### Work to complete
All lines from the line containing "the dry grass" up to and including the last line of the listing below should be echoed exactly; no other lines belong in the response.

### Dataset content

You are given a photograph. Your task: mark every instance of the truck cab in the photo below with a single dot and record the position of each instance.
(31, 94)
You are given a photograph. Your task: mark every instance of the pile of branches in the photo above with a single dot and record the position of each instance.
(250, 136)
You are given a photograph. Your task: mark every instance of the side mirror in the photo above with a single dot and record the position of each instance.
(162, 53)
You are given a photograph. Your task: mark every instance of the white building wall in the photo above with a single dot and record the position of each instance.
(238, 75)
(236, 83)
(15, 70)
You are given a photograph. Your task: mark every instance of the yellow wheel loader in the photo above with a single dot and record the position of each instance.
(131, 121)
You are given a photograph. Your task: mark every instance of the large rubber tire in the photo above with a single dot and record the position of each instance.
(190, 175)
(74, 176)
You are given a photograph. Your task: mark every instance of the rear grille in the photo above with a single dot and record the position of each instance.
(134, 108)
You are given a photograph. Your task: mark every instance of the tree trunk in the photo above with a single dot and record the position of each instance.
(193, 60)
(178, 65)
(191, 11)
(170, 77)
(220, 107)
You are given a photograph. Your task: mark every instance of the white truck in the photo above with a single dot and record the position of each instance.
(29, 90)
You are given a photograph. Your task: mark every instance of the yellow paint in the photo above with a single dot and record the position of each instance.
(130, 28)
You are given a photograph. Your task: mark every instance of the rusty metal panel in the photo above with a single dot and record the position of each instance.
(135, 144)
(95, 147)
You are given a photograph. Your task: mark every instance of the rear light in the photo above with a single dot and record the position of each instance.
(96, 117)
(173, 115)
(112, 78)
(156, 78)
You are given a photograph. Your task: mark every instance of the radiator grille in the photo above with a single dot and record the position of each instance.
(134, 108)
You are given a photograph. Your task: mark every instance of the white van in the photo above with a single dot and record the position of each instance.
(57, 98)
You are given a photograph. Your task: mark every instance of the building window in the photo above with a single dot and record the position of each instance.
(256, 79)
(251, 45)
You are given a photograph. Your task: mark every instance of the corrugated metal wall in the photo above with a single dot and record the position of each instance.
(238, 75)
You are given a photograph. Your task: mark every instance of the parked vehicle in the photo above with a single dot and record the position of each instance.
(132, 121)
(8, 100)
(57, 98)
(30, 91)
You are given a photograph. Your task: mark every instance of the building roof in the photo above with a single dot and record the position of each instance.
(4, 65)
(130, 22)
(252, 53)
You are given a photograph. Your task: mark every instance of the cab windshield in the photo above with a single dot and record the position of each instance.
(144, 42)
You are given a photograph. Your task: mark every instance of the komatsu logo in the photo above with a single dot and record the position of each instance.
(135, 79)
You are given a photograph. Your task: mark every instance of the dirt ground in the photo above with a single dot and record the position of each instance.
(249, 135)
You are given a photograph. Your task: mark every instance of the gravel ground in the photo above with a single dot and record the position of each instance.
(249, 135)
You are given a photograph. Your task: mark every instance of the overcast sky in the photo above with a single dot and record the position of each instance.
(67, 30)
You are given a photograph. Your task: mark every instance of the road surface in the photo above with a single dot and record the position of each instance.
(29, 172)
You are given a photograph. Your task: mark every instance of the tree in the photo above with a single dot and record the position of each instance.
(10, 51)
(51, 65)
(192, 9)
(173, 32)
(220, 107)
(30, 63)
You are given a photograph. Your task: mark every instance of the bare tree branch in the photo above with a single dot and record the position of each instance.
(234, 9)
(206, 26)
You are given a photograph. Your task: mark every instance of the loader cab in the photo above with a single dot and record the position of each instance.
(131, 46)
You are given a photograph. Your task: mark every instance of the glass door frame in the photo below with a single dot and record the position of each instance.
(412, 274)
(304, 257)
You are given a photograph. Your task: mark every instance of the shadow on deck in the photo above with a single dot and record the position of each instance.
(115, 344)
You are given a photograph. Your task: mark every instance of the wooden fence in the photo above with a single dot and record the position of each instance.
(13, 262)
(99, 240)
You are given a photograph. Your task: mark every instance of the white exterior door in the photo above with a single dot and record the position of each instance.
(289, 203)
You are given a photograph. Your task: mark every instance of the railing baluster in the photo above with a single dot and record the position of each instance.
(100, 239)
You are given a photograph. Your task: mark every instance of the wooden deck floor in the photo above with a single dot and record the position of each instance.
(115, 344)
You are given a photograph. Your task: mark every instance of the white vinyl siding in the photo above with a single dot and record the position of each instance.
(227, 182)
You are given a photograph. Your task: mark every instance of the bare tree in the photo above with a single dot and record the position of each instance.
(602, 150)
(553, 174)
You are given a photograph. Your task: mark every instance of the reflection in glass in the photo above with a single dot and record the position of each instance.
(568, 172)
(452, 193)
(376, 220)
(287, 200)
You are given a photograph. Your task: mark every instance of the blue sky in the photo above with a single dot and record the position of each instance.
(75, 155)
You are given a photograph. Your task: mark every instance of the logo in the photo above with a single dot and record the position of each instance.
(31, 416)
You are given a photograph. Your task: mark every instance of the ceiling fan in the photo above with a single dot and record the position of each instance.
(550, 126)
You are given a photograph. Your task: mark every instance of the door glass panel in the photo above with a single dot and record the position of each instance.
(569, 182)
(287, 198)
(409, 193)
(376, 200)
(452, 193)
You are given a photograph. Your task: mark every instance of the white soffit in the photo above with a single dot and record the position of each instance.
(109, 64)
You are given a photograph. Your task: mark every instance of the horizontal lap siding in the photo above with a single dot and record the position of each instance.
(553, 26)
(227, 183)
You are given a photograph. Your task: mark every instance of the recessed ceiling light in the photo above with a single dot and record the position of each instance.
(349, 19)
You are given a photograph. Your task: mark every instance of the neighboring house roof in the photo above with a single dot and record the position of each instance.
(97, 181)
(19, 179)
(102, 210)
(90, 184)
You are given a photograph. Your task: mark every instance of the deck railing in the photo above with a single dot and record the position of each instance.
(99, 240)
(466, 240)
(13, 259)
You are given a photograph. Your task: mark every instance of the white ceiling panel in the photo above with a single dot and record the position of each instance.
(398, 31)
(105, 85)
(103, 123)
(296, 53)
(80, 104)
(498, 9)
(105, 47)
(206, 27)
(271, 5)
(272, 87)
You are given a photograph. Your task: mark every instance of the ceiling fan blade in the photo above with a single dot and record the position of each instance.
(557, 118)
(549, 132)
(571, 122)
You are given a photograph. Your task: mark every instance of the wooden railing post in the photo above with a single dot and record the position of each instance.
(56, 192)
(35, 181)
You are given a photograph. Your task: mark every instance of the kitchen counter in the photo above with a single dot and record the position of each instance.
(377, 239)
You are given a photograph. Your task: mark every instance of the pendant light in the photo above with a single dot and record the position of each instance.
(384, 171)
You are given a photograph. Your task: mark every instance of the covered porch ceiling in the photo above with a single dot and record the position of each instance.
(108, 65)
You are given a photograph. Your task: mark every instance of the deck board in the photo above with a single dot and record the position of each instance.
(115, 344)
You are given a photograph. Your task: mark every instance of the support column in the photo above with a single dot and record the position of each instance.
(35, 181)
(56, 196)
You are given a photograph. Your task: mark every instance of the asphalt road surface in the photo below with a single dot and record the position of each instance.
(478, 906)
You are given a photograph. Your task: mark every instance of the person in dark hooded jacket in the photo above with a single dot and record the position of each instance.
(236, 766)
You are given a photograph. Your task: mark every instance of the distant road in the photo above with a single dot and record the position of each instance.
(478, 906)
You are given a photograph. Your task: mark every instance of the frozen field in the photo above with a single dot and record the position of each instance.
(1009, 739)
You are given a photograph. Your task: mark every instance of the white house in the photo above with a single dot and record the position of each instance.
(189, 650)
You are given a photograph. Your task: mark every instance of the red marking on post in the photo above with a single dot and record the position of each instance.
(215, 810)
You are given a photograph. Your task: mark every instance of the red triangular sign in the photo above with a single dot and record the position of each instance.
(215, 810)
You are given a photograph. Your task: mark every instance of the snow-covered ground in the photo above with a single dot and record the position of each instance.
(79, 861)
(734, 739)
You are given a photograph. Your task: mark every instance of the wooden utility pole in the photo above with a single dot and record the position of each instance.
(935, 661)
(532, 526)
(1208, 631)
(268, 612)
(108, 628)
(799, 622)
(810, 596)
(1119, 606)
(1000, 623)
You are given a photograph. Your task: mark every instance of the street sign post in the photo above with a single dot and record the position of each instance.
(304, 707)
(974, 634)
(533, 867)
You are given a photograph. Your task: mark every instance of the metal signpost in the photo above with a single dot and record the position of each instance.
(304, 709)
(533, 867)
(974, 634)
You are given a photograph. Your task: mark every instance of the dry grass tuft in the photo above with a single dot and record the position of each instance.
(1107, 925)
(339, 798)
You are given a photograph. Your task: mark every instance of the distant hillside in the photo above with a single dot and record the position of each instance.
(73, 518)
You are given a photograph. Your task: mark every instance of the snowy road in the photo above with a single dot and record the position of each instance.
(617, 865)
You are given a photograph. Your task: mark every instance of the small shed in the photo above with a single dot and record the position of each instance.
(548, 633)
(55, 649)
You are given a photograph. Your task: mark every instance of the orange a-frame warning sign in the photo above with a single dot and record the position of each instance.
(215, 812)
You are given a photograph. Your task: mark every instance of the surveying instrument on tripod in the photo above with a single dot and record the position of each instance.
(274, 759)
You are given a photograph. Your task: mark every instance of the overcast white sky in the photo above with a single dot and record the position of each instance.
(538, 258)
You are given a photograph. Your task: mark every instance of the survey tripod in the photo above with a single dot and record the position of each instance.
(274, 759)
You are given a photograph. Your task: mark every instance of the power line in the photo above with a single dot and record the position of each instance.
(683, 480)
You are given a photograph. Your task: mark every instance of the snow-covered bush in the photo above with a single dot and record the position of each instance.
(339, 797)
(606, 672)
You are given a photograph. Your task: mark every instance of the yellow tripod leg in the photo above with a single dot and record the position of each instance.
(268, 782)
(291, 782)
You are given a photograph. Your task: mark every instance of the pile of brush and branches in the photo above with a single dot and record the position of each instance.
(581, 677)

### The output
You are given a photograph. Your task: mark every instance of the dry grass tuft in the photo above with a single dot and record the position of each instance.
(1107, 925)
(339, 798)
You are given a photograph. Your task: mark every instance of the distant hillside in the photo above with a single dot and record the position of each instance.
(73, 518)
You are given a photograph. Your task: mark every instance of the snowy road in the photo above with a single dot and record the position of each instance.
(617, 865)
You are given a photograph. Your task: mark every instance of the small shed in the photo above with a single dot and record the position of each instance.
(548, 633)
(55, 649)
You are given a photograph. Your task: mark every instance of the orange a-frame warning sign in the photo above with a single dot and record the position of each instance.
(215, 812)
You are given a photograph. Your task: mark every instance of the surveying instrument on tripod in the photo above with a single dot and record the position of each instance.
(274, 759)
You are given a photograph. Your task: mark every instance of the overcast white sky in the photo above with a single dot and record the position of each instance.
(538, 258)
You are given a photograph. Your task: mark every instance of the survey tripod in the photo above with a single dot and record the position of each instance.
(274, 759)
You are given a photograph. Your task: mark every instance of the power line in the photo above with a single dot and record the position of each instance.
(683, 480)
You are given a photograph. Your task: mark every instance of the snow-covered bush in the photo above with a single dot and record the position of each instance.
(339, 797)
(606, 672)
You are given a photograph. Your task: mark every instance of the yellow tripod leg in the photo above with a single dot and record the position of each instance.
(268, 782)
(291, 782)
You are given a photograph. Your task: mark every instance of the pile of brush and branches in the photo above with a single dot and record the position of each instance.
(581, 677)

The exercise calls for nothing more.